# Task statement
Apart from the pictures, write out the records that follow exactly.

# Input records
============================================================
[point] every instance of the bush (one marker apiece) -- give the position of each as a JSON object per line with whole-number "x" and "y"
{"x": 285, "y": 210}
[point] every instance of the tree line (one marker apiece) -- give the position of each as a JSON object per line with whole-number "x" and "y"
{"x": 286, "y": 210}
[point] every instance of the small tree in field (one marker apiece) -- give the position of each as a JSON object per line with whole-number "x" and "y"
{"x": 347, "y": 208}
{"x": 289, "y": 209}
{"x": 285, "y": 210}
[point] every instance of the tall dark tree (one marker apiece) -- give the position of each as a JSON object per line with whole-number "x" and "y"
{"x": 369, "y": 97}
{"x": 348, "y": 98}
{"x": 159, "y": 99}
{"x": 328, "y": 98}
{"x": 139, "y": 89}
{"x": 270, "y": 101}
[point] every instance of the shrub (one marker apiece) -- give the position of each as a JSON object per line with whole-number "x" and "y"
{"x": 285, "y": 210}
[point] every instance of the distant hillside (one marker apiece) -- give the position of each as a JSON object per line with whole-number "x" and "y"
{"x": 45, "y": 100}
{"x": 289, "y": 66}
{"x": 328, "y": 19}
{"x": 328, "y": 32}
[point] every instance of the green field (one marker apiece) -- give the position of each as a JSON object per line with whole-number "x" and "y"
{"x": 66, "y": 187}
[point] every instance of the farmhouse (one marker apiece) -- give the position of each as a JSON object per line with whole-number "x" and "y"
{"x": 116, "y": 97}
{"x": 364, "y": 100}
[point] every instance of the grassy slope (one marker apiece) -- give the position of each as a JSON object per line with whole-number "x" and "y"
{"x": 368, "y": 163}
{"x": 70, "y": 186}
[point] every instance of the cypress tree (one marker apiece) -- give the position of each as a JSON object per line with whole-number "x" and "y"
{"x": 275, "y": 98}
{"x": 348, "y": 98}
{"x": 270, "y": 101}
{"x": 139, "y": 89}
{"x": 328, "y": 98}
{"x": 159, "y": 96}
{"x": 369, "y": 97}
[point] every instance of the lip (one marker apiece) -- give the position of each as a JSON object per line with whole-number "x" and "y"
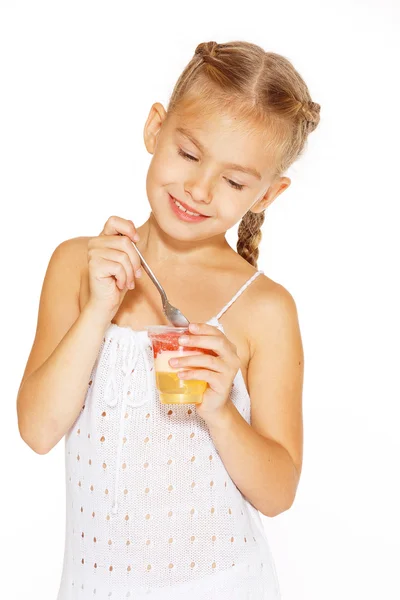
{"x": 187, "y": 207}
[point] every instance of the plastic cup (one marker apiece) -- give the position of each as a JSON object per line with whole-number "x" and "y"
{"x": 172, "y": 390}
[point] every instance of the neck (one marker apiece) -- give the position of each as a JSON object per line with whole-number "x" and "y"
{"x": 159, "y": 247}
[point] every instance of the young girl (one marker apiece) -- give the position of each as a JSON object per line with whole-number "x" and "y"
{"x": 163, "y": 501}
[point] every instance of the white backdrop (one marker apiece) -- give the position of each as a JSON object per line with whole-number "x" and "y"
{"x": 78, "y": 80}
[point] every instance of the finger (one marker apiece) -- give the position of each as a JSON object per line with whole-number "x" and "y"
{"x": 213, "y": 379}
{"x": 116, "y": 225}
{"x": 109, "y": 268}
{"x": 205, "y": 361}
{"x": 123, "y": 258}
{"x": 123, "y": 244}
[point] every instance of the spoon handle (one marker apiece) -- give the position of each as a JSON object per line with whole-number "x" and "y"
{"x": 151, "y": 275}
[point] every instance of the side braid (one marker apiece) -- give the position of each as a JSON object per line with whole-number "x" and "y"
{"x": 249, "y": 236}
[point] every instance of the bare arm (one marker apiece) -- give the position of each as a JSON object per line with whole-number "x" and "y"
{"x": 264, "y": 459}
{"x": 65, "y": 348}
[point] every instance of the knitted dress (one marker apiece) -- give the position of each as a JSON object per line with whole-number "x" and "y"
{"x": 151, "y": 511}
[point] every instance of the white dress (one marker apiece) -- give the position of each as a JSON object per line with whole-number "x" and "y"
{"x": 151, "y": 511}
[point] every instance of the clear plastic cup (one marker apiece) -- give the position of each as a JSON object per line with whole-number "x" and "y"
{"x": 172, "y": 390}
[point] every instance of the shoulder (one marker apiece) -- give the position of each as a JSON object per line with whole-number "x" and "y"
{"x": 71, "y": 254}
{"x": 70, "y": 259}
{"x": 273, "y": 312}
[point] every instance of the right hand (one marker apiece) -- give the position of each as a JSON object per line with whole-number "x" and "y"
{"x": 113, "y": 264}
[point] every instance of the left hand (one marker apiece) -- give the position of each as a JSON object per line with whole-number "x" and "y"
{"x": 218, "y": 371}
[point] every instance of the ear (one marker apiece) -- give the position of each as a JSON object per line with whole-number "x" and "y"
{"x": 153, "y": 125}
{"x": 276, "y": 188}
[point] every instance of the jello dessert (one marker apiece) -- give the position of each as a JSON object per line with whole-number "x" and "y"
{"x": 173, "y": 390}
============================================================
# Answer to this problem
[point] every instance of the bush (one marker apiece) -- give the position of each as a JSON object per line with whole-number "x" and "y"
{"x": 285, "y": 210}
[point] every instance of the tree line (one marker apiece) -- give the position of each as a JSON object per line with whole-number "x" and "y"
{"x": 286, "y": 210}
[point] every instance of the small tree in field (one marker apiece) -- give the position of each as a JSON object per line with whole-number "x" and "y"
{"x": 347, "y": 208}
{"x": 289, "y": 209}
{"x": 285, "y": 210}
[point] every instance of the tall dark tree (one marker apiece) -- give the position of each as a JSON object per line with whole-number "x" and "y"
{"x": 369, "y": 97}
{"x": 348, "y": 98}
{"x": 159, "y": 99}
{"x": 328, "y": 98}
{"x": 139, "y": 89}
{"x": 270, "y": 101}
[point] every instance of the shrub (one marker apiece) -- give the position of each as a JSON object per line with whole-number "x" and "y"
{"x": 285, "y": 210}
[point] every instance of the distant hillside (one marker apiece) -- give the position of each as a JSON object per line with whole-number "x" and "y"
{"x": 45, "y": 100}
{"x": 289, "y": 66}
{"x": 328, "y": 19}
{"x": 328, "y": 32}
[point] every instance of the green field (one marker apiece) -- give the position of each as a JSON object per line with whole-number "x" and "y"
{"x": 66, "y": 187}
[point] every instance of the farmhouse (one marker apiece) -- give the position of each as a JSON object per line with whole-number "x" and "y"
{"x": 116, "y": 97}
{"x": 364, "y": 100}
[point] every instance of the grassy slope (one marker apiece) -- give the position of each as a JSON object per line with whole-number "x" and "y"
{"x": 368, "y": 163}
{"x": 70, "y": 186}
[point] every instance of the cypress tree (one marker apiece) -- give the position of each as a JSON object per line with whole-number "x" and "y"
{"x": 275, "y": 98}
{"x": 348, "y": 98}
{"x": 270, "y": 101}
{"x": 139, "y": 89}
{"x": 328, "y": 98}
{"x": 159, "y": 96}
{"x": 369, "y": 97}
[point] every instance of the lip (one marker apiece) -- give the position of each as a JSON object per line with whole-number "x" and "y"
{"x": 187, "y": 207}
[point] every instance of the plastic cup (one marker apiece) -- give the position of each as a JSON object per line with whole-number "x" and "y"
{"x": 172, "y": 390}
[point] every instance of the neck (one marker apiece) -- give the position of each as a JSON object per line with whole-number "x" and "y"
{"x": 159, "y": 247}
[point] every instance of the young girl (one marker apiece) -- give the position of each as a JSON object per line with whole-number "x" and "y"
{"x": 163, "y": 501}
[point] every instance of the white backdrop (one marker apiece) -- give the position of each as a JSON object per line with whole-number "x" and "y"
{"x": 78, "y": 80}
[point] every instance of the finger (one marker apiece) -- give the position of each as a JSON object per line with whole-number "x" and "y"
{"x": 213, "y": 379}
{"x": 116, "y": 225}
{"x": 109, "y": 268}
{"x": 205, "y": 361}
{"x": 123, "y": 258}
{"x": 123, "y": 244}
[point] every instance of the spoon handle (one marker apiece) -- give the position of each as a JSON object per line with whole-number "x" and "y"
{"x": 151, "y": 275}
[point] every instance of the side braid (one marker apiece) -- give the position of each as a JSON object per line with whole-number "x" and "y"
{"x": 249, "y": 236}
[point] every instance of the bare arm (one marker apiece) -- give the position of each as a JSON object per line with whole-number "x" and "y"
{"x": 264, "y": 459}
{"x": 65, "y": 348}
[point] every instance of the knitted dress (one marker apiece) -- give the position of each as a JSON object per line with whole-number "x" and "y"
{"x": 151, "y": 511}
[point] every instance of the white dress (one marker apiece) -- give the position of each as a JSON object per line with whole-number "x" and "y"
{"x": 151, "y": 511}
[point] every instance of the clear plastic cup (one marker apiece) -- give the position of each as a JSON object per line with whole-number "x" and "y"
{"x": 172, "y": 390}
[point] every instance of the shoulder (one marker apiece) -- give the position of each as a JSON object per line with whole-number "x" and "y"
{"x": 71, "y": 254}
{"x": 70, "y": 259}
{"x": 273, "y": 312}
[point] every instance of the right hand (one marker apiece) -- give the position of each as a JSON object per line with whole-number "x" and "y"
{"x": 113, "y": 264}
[point] every instance of the left hand (one marker apiece) -- give the position of each as a JSON object per line with whole-number "x" and "y"
{"x": 218, "y": 371}
[point] every instance of the ear (one marker apiece) -- give the position of each as a JSON object per line with whole-number "x" and "y"
{"x": 153, "y": 125}
{"x": 276, "y": 188}
[point] every instance of the jello dessert (one marker apiece) -- give the position of each as a JSON object per line with whole-number "x" and "y"
{"x": 173, "y": 390}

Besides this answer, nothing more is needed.